■ Text segment ■
- Opening Delimiter -

Tuesday, December 23, 2014
Court of Appeal Says Mediation Confidentiality Does Not Apply to Family Law Financial Disclosures
By KENNETH OFGANG, Staff Writer
The mediation confidentiality statutes do not apply to mandatory family law financial disclosures, even if the required documents are exchanged during mediation, the Court of Appeal for this district has ruled.
Div. Three Thursday granted a writ of mandate to Gina Lappe, the ex-wife of Beverly Hills physician and medical services entrepreneur Murray Lappe. The writ requires Murray Lappe to produce the financial disclosure declaration that he prepared for the couple’s 2011 divorce proceedings, as discovery material in connection with Gina Lappe’s motion to set aside the judgment on grounds of fraud, duress, perjury, and mistake.

- Closing Delimiter -

■ Extracted records ■
- Opening Delimiter -

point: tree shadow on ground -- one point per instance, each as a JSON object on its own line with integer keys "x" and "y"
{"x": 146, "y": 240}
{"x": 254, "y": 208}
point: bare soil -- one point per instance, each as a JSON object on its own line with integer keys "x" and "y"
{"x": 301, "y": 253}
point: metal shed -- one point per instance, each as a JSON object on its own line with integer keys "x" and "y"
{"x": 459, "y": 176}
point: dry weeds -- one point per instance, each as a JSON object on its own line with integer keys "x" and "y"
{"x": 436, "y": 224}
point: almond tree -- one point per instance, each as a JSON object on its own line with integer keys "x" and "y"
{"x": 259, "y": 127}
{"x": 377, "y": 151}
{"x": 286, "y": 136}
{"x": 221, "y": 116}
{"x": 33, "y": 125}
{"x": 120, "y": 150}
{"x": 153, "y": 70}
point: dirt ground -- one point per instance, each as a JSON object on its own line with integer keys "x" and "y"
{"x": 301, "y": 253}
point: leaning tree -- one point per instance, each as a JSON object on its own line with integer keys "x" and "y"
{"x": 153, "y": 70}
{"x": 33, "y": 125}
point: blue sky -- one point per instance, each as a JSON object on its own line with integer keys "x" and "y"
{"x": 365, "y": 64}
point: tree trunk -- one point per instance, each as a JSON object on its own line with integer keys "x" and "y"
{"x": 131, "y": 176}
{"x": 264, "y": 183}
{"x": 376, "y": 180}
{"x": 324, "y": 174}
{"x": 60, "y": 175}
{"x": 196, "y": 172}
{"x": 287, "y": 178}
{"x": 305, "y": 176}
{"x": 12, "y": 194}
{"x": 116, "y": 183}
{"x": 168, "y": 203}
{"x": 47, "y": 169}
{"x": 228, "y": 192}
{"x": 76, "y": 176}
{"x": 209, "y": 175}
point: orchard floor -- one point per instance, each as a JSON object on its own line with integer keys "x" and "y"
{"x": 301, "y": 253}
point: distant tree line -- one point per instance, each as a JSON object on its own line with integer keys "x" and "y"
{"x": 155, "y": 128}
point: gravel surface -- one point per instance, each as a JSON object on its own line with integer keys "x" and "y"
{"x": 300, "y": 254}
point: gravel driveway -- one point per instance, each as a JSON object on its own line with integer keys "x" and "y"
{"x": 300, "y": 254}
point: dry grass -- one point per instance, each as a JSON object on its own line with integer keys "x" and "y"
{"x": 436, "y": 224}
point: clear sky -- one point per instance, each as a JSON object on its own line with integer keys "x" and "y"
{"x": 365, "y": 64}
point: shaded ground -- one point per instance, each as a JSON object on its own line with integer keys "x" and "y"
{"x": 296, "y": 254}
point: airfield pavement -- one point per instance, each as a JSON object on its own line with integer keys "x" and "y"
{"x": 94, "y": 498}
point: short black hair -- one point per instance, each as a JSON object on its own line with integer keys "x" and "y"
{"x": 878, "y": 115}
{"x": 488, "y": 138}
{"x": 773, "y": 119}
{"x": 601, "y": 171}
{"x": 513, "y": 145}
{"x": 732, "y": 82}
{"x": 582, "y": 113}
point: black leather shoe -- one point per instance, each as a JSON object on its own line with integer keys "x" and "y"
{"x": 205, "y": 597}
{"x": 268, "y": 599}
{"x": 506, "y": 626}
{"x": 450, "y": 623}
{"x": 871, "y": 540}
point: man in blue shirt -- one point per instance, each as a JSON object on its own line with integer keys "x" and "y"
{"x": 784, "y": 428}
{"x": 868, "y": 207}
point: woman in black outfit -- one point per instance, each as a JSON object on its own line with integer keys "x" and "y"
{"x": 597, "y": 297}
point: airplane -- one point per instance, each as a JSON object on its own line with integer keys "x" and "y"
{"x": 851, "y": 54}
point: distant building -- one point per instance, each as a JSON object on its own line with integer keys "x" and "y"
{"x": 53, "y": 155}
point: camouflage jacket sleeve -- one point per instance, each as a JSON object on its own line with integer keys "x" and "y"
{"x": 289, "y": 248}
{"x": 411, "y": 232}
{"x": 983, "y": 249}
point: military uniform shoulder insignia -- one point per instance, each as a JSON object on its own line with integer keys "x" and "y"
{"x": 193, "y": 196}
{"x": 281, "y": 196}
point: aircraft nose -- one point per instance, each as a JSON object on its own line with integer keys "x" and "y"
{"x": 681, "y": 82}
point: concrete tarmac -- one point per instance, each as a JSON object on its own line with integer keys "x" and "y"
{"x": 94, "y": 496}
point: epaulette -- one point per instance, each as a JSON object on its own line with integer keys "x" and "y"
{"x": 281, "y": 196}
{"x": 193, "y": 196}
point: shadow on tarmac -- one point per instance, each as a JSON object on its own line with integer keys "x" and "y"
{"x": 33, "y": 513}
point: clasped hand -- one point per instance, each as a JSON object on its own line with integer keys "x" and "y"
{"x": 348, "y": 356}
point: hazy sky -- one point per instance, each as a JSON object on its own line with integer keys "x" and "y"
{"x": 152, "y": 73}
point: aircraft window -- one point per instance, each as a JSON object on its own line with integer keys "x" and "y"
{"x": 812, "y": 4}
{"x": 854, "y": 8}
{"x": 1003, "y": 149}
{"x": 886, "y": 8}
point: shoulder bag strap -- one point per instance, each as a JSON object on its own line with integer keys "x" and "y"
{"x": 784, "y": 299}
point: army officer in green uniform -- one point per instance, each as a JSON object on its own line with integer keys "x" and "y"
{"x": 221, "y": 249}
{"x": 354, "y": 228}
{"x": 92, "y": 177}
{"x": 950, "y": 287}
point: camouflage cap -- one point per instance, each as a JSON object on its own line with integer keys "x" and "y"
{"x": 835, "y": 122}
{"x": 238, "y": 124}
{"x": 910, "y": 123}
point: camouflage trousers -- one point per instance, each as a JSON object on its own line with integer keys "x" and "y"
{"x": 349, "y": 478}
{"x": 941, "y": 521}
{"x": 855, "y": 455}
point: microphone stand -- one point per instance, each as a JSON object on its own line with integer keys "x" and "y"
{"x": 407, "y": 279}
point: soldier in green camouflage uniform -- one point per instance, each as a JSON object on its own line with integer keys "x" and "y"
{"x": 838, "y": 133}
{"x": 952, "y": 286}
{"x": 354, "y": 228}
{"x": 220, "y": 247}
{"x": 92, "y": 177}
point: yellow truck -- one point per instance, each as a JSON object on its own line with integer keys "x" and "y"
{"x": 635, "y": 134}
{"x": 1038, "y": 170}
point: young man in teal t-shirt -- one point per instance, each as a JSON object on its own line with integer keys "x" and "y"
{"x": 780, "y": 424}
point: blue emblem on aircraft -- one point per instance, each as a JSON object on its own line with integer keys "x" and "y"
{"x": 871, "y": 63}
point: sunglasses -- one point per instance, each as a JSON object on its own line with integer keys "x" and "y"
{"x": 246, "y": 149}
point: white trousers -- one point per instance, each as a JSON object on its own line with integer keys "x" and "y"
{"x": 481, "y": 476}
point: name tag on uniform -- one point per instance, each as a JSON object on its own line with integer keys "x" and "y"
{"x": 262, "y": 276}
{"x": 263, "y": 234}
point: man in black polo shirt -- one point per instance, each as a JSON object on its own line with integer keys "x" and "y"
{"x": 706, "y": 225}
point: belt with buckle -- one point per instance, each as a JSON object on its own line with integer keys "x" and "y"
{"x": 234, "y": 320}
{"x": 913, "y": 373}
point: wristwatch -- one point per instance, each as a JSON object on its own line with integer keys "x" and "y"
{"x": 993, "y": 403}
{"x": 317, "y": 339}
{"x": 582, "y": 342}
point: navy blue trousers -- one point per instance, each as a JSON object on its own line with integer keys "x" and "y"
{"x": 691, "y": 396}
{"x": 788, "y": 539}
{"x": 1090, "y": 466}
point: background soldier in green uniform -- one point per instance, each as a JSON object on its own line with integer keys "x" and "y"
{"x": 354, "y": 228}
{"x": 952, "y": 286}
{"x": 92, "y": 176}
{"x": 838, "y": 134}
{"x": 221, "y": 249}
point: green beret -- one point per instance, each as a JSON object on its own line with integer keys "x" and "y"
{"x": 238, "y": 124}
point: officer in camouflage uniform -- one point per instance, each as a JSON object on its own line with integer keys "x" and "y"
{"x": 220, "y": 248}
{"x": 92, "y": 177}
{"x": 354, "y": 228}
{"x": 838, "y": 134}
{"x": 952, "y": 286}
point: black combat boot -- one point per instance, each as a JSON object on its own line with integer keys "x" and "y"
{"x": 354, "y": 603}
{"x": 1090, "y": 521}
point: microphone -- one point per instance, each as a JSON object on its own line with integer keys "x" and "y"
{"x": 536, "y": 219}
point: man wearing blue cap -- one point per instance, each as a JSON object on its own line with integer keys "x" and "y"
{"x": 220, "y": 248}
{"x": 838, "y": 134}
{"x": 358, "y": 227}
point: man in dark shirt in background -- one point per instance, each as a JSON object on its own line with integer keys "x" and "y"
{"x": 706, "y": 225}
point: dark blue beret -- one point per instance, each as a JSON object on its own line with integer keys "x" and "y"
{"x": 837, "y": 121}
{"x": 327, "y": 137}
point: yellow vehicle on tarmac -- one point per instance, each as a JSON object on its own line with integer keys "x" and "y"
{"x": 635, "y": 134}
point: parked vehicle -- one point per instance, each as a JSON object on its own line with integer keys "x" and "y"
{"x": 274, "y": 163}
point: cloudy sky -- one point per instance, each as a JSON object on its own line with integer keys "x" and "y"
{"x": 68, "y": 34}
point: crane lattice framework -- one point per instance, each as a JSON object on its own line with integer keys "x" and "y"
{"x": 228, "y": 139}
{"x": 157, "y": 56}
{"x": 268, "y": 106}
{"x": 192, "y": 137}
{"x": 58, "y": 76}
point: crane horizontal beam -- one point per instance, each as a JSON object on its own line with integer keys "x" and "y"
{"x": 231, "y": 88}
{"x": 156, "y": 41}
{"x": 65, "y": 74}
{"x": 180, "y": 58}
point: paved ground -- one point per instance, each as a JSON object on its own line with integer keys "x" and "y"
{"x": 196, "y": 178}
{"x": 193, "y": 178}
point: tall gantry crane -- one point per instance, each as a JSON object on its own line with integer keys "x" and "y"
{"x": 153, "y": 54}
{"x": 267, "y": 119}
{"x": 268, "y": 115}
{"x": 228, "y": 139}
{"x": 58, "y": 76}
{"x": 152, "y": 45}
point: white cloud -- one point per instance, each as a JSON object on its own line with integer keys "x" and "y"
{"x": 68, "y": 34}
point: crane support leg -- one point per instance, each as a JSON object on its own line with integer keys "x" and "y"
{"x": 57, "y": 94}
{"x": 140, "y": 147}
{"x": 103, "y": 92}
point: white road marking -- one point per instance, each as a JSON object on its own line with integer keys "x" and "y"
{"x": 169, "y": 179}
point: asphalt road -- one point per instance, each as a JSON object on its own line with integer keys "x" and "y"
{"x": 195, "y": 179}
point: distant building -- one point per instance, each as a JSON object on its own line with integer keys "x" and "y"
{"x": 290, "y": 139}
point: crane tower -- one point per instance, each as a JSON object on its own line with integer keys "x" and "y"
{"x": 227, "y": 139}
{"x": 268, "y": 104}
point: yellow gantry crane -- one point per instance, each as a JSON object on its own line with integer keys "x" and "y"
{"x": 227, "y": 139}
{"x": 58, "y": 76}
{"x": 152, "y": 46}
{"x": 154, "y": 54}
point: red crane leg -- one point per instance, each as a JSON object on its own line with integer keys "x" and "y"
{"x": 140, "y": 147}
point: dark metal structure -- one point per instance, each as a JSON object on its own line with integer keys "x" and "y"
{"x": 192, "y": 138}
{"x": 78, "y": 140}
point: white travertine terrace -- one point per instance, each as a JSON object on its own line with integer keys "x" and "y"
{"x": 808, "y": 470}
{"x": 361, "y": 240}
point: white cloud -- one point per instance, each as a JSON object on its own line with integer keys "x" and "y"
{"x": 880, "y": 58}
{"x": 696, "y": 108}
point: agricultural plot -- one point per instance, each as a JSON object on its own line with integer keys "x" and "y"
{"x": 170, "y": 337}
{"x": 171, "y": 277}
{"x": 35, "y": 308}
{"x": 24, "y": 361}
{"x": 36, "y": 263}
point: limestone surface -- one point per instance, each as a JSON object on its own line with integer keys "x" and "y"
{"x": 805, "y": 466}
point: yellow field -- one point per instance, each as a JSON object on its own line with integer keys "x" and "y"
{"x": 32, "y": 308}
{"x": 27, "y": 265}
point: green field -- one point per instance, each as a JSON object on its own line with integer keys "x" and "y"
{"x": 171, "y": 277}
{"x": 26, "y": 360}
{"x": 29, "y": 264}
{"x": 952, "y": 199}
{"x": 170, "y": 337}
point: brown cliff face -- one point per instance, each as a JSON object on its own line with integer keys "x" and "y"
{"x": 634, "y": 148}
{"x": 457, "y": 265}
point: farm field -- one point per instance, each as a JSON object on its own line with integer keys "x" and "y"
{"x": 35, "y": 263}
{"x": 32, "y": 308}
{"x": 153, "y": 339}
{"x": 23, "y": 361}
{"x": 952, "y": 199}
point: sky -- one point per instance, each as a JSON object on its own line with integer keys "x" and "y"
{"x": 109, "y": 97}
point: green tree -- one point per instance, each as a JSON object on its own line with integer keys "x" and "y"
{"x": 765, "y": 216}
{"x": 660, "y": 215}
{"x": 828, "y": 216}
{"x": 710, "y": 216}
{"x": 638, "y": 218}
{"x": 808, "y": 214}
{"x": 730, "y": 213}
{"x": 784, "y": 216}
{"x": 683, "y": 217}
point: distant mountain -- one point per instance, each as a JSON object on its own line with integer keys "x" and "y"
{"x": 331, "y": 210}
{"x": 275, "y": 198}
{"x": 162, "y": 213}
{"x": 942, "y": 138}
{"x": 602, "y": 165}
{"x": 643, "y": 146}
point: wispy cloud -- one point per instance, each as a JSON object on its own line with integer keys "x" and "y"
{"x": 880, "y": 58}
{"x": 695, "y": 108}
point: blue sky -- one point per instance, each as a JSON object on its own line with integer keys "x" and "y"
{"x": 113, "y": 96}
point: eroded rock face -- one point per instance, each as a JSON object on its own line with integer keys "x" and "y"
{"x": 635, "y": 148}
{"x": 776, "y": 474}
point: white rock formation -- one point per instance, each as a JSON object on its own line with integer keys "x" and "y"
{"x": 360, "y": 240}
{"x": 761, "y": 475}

- Closing Delimiter -

■ Required action 1 ■
Summarize the article on mediation confidentiality in two sentences.
■ Required action 2 ■
Write out the article on mediation confidentiality word for word, starting at "Tuesday, December 23, 2014" and ending at "perjury, and mistake.".

■ Task solution 1 ■
The Court of Appeal ruled that the mediation confidentiality statutes do not apply to mandatory family law financial disclosures, even when the required documents are exchanged during mediation. Division Three granted Gina Lappe a writ of mandate requiring her ex-husband, Beverly Hills physician Murray Lappe, to produce the financial disclosure declaration he prepared for their 2011 divorce proceedings as discovery for her motion to set aside the judgment on grounds of fraud, duress, perjury, and mistake.

■ Task solution 2 ■
Tuesday, December 23, 2014
Court of Appeal Says Mediation Confidentiality Does Not Apply to Family Law Financial Disclosures
By KENNETH OFGANG, Staff Writer
The mediation confidentiality statutes do not apply to mandatory family law financial disclosures, even if the required documents are exchanged during mediation, the Court of Appeal for this district has ruled.
Div. Three Thursday granted a writ of mandate to Gina Lappe, the ex-wife of Beverly Hills physician and medical services entrepreneur Murray Lappe. The writ requires Murray Lappe to produce the financial disclosure declaration that he prepared for the couple’s 2011 divorce proceedings, as discovery material in connection with Gina Lappe’s motion to set aside the judgment on grounds of fraud, duress, perjury, and mistake.